Convencimento é parte importantíssima da atividade política e não é apenas uma questão de falar. Desde que a crise do coronavírus virou uma realidade entre os catarinenses, o governador Carlos Moisés tem falado diariamente em entrevistas coletivas transmitidas pela internet e replicadas pelos principais veículos de informação. Mesmo assim, peca no convencimento sobre suas decisões em relação ao isolamento social – tanto ao restringir, lá no começo, quanto ao flexibilizar, nas últimas duas semanas.

O que estamos vendo na prática é uma disputa clubística entre os que defendem aos panelaços o isolamento social como forma de preservar a saúde das pessoas contra os que buzinam pela reabertura das atividades econômicas para impedir o colapso financeiro do Estado. Nela, Moisés perdeu a confiança do primeiro time ao desradicalizar as restrições, sem ganhar apoio algum no outro lado – que enxerga na decisão apenas o governador cedendo às pressões.

QUESTÕES DE ESTUDO:
[1] Segundo o texto sobre a crise do coronavírus em Santa Catarina, com que frequência o governador Carlos Moisés tem falado em entrevistas coletivas?
[2] Reproduza o trecho do texto sobre a crise do coronavírus em Santa Catarina que começa nas palavras "Convencimento é parte" e termina depois de "últimas duas semanas.".
As linhas de dados não são necessárias.

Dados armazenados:

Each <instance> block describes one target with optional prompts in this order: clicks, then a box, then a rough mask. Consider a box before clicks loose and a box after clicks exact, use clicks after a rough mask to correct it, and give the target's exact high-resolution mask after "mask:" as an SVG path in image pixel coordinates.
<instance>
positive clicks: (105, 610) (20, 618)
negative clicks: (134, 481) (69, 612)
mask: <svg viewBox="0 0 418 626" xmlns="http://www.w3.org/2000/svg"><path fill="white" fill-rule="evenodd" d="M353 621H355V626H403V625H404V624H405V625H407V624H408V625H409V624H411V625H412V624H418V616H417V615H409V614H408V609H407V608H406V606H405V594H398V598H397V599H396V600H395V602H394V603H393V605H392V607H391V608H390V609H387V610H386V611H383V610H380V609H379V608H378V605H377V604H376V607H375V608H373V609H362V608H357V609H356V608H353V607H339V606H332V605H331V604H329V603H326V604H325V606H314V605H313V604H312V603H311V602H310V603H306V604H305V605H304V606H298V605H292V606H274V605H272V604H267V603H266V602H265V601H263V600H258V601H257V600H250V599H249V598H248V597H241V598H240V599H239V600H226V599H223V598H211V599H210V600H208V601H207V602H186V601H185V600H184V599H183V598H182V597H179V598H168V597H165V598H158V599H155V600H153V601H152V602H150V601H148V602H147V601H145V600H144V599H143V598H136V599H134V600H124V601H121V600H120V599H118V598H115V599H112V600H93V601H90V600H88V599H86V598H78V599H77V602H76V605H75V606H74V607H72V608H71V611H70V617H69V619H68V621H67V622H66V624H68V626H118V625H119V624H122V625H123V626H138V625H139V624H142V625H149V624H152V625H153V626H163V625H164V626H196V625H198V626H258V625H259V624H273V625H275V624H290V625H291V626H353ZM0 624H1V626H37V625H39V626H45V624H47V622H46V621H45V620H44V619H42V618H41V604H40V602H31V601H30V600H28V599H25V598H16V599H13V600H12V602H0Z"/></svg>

RESPOSTAS POR TAREFA:
[1] Ele tem falado diariamente.

[2]
Convencimento é parte importantíssima da atividade política e não é apenas uma questão de falar. Desde que a crise do coronavírus virou uma realidade entre os catarinenses, o governador Carlos Moisés tem falado diariamente em entrevistas coletivas transmitidas pela internet e replicadas pelos principais veículos de informação. Mesmo assim, peca no convencimento sobre suas decisões em relação ao isolamento social – tanto ao restringir, lá no começo, quanto ao flexibilizar, nas últimas duas semanas.